[Task statement] Return each line of the records below that contains the string "double", copying every such line in full.

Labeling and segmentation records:
════════

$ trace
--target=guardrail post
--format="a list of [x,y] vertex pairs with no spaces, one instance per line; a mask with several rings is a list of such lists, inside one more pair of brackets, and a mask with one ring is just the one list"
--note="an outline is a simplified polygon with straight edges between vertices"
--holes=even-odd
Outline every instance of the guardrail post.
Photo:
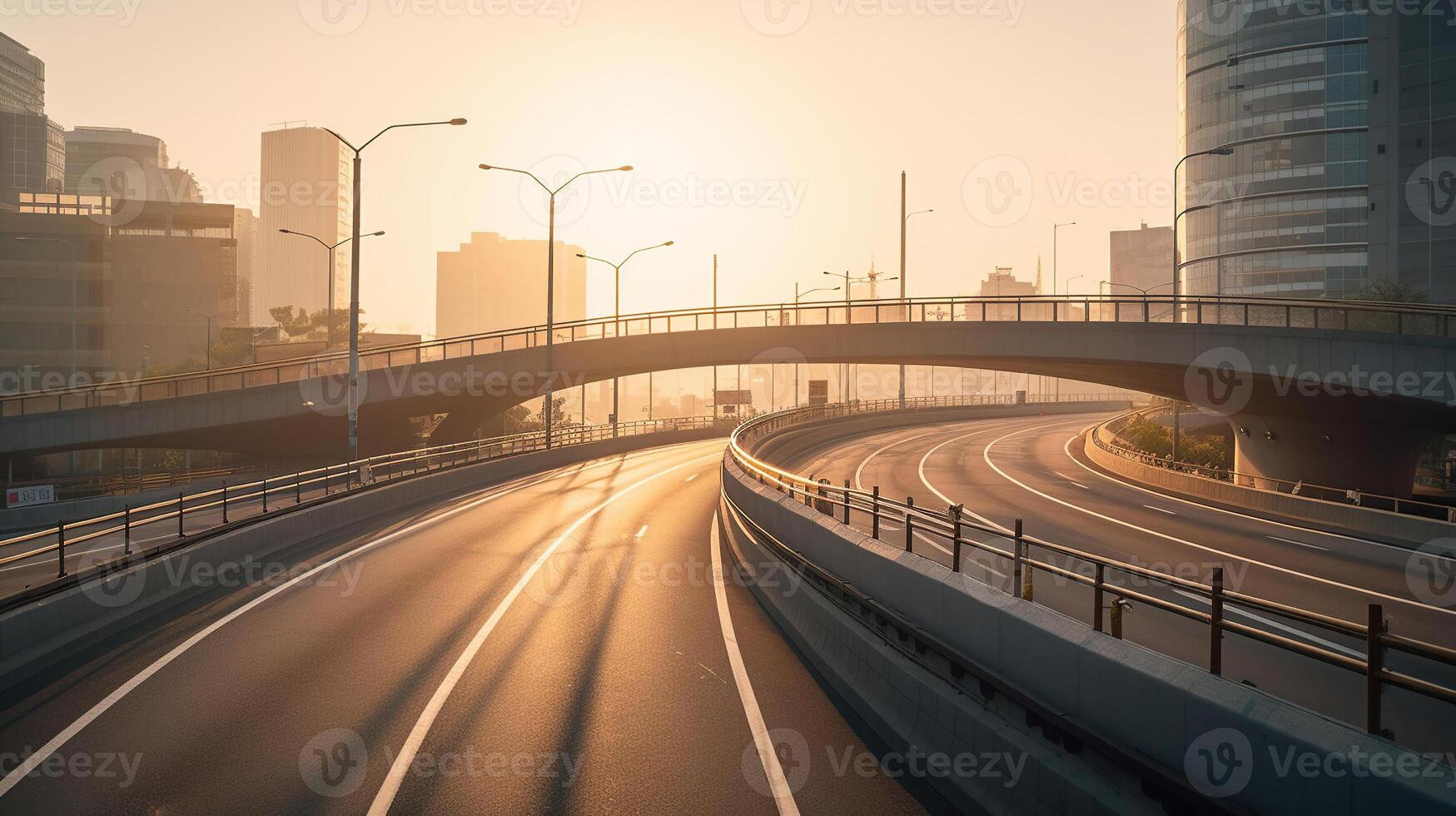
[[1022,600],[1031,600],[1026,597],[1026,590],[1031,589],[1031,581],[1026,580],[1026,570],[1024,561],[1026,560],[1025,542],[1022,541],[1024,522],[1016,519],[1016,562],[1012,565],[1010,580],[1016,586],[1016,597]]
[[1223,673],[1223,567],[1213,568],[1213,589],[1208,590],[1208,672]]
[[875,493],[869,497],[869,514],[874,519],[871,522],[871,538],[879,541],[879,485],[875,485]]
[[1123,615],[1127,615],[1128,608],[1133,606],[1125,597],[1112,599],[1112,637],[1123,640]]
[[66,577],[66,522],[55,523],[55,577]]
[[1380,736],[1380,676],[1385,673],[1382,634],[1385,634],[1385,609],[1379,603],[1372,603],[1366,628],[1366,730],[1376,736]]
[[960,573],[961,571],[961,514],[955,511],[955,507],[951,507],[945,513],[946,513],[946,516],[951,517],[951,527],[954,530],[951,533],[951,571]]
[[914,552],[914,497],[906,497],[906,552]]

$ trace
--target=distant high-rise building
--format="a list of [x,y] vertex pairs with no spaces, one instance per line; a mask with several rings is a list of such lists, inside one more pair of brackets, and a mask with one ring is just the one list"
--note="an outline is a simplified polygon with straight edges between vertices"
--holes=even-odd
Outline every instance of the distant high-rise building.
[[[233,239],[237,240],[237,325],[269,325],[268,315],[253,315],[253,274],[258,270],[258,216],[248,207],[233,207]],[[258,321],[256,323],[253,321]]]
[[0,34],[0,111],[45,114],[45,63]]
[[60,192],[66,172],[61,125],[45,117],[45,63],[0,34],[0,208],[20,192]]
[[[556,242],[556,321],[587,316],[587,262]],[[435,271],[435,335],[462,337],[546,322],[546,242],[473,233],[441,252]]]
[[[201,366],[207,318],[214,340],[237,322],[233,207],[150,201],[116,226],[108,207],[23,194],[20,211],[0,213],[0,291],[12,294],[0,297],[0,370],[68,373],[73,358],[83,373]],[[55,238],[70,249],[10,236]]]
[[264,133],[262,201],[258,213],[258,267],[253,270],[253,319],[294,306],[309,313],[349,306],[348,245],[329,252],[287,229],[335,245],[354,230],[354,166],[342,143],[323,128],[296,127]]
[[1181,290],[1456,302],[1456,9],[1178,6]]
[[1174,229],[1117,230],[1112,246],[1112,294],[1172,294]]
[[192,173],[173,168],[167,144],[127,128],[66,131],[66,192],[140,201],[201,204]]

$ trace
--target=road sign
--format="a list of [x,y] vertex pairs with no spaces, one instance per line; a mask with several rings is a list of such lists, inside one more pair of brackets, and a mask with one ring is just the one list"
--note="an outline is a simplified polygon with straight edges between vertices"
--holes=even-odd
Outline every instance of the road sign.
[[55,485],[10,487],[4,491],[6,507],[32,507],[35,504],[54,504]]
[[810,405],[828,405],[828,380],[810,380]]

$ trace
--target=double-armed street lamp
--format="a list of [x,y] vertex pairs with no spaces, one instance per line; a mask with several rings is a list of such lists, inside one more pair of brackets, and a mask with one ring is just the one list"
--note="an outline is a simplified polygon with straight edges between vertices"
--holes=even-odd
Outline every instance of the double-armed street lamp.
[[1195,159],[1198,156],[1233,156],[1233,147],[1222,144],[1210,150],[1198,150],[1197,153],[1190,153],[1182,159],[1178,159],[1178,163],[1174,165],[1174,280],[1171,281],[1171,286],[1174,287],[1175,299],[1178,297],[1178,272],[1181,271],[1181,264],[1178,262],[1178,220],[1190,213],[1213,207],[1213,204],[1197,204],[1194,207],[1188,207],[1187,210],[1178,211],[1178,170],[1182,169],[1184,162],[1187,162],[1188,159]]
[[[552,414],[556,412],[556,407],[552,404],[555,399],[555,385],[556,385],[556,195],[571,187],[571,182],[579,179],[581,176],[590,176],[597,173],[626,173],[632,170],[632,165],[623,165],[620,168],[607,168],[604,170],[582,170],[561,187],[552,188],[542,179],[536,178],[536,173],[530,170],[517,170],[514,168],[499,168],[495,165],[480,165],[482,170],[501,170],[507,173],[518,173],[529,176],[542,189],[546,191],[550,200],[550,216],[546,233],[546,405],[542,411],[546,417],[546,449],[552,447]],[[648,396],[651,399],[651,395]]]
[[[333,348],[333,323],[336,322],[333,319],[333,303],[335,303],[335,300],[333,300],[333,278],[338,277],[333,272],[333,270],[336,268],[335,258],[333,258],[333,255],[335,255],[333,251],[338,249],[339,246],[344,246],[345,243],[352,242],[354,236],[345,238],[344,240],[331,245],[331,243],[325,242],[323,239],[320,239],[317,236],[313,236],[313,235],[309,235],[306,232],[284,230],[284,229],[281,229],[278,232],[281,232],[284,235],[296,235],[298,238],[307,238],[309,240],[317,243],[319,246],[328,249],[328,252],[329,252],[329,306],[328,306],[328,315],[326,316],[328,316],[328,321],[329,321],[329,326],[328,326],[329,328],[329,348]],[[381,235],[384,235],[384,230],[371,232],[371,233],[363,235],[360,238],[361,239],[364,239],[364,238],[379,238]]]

════════

[Completed task]
--target=double-armed street lamp
Outline every instance of the double-armed street lamp.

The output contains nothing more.